Point annotations for photos:
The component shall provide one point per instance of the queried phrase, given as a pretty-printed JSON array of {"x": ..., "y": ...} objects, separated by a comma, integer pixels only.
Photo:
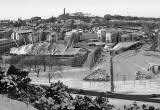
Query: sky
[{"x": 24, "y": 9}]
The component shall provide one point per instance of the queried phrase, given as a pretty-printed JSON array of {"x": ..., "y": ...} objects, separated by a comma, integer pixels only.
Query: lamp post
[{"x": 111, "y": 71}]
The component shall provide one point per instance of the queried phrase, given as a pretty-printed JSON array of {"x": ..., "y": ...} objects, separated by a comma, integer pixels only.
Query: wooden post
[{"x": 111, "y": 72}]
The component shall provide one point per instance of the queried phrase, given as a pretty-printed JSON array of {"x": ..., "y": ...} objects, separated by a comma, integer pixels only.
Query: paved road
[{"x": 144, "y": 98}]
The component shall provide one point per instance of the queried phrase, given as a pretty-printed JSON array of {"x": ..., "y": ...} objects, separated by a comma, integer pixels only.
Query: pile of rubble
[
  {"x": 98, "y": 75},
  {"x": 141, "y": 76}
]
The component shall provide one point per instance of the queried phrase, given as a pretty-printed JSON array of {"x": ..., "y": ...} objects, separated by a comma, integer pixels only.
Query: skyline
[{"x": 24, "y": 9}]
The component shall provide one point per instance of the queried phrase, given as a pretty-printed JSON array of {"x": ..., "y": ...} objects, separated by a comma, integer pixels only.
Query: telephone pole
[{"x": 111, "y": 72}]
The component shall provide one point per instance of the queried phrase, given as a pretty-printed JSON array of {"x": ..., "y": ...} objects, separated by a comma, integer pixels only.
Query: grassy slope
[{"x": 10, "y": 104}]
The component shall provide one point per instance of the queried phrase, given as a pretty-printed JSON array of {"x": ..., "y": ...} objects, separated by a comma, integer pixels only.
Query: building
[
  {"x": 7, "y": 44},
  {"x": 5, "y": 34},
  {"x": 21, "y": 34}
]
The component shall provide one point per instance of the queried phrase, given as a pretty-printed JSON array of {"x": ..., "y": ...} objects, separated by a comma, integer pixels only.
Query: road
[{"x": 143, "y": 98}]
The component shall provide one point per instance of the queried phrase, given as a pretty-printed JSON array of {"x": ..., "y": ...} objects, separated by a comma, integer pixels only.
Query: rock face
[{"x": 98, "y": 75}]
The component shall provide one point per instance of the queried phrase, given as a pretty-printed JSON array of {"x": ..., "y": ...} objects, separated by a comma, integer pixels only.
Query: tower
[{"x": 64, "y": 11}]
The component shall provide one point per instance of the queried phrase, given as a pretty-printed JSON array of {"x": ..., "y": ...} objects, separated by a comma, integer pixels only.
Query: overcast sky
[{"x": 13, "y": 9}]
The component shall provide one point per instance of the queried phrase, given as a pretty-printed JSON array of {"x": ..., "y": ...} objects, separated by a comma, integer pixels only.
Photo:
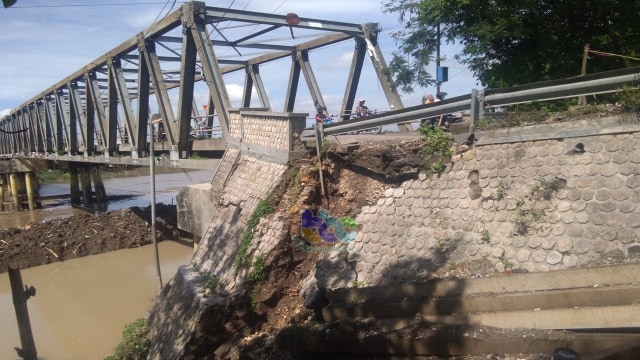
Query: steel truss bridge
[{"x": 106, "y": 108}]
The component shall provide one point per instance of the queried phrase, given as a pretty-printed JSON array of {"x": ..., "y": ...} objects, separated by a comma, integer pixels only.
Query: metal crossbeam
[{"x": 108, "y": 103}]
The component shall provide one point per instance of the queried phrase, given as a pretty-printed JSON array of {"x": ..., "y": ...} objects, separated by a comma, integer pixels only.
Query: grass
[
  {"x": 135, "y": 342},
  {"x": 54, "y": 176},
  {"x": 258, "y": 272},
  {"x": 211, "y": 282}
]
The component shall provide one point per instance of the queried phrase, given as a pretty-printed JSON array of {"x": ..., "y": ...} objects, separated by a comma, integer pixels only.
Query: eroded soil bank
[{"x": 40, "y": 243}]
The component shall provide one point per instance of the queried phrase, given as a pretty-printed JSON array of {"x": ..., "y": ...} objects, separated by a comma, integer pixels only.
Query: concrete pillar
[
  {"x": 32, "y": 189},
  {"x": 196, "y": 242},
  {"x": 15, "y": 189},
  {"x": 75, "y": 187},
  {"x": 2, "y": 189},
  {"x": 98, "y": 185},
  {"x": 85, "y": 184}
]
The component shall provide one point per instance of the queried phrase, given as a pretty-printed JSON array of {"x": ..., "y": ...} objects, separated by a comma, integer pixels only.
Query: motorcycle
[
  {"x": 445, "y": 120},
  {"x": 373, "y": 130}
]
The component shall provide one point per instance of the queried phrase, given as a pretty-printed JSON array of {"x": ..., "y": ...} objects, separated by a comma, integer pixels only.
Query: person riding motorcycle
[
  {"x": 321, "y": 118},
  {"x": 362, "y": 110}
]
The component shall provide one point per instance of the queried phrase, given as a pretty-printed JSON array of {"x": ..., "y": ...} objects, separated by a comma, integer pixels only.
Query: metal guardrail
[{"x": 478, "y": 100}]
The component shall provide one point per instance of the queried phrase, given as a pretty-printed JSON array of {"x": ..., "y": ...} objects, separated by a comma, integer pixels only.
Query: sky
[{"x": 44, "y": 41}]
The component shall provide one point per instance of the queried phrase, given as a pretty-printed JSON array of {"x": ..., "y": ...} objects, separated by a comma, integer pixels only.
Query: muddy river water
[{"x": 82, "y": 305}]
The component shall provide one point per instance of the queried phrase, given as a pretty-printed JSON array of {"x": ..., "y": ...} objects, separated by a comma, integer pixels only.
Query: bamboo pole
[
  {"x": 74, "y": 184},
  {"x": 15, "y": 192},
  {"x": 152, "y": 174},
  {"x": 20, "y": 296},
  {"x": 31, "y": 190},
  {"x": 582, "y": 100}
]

---

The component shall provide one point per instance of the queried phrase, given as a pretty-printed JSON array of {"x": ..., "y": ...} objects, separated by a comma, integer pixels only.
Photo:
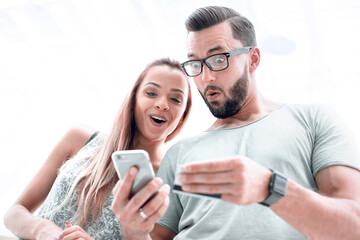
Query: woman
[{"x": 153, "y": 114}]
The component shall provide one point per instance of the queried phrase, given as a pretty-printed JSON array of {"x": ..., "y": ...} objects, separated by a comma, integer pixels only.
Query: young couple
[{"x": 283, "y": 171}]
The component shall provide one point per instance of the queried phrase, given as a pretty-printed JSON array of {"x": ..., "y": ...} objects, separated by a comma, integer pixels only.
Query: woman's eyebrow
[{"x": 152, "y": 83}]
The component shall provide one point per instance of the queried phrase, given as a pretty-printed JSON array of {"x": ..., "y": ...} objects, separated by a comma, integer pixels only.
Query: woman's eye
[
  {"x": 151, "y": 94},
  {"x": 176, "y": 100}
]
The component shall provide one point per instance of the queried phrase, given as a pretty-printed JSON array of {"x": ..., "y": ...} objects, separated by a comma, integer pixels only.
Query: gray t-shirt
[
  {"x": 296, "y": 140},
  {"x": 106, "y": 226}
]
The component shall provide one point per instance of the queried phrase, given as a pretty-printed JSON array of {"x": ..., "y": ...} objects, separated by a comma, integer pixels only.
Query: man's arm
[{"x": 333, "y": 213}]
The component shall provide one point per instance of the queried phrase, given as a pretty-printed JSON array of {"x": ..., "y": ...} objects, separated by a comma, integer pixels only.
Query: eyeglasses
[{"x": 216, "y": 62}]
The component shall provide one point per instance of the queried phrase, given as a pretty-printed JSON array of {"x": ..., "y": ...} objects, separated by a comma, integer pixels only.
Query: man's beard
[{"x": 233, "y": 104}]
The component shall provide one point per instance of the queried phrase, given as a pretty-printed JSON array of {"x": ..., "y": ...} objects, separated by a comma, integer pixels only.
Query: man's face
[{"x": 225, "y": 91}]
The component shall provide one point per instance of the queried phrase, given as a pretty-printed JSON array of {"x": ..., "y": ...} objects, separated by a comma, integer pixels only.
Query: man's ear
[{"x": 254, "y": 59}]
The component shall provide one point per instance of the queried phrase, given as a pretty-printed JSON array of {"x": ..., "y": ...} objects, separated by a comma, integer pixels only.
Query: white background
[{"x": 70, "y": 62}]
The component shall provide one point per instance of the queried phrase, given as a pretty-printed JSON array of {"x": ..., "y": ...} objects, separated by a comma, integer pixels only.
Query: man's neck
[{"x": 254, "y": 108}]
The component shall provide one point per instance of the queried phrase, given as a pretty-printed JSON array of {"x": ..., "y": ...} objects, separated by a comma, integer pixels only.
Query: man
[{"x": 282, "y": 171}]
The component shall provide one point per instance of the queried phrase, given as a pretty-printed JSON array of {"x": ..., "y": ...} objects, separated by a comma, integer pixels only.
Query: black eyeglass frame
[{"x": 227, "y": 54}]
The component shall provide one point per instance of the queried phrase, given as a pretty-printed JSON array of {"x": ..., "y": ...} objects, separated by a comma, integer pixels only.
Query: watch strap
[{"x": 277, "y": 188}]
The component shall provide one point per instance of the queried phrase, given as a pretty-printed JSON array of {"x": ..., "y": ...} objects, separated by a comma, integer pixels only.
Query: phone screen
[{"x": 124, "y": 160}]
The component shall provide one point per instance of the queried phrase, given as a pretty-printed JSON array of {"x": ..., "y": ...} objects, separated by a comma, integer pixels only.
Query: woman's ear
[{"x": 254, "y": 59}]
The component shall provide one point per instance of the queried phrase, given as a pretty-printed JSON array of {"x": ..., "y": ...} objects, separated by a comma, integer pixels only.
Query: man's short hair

• **Exercise objective**:
Identify every line in the listing above that contains the string "metal", and copy each of those lines.

• **Answer to this exercise**:
Query: metal crossbeam
Query: metal guardrail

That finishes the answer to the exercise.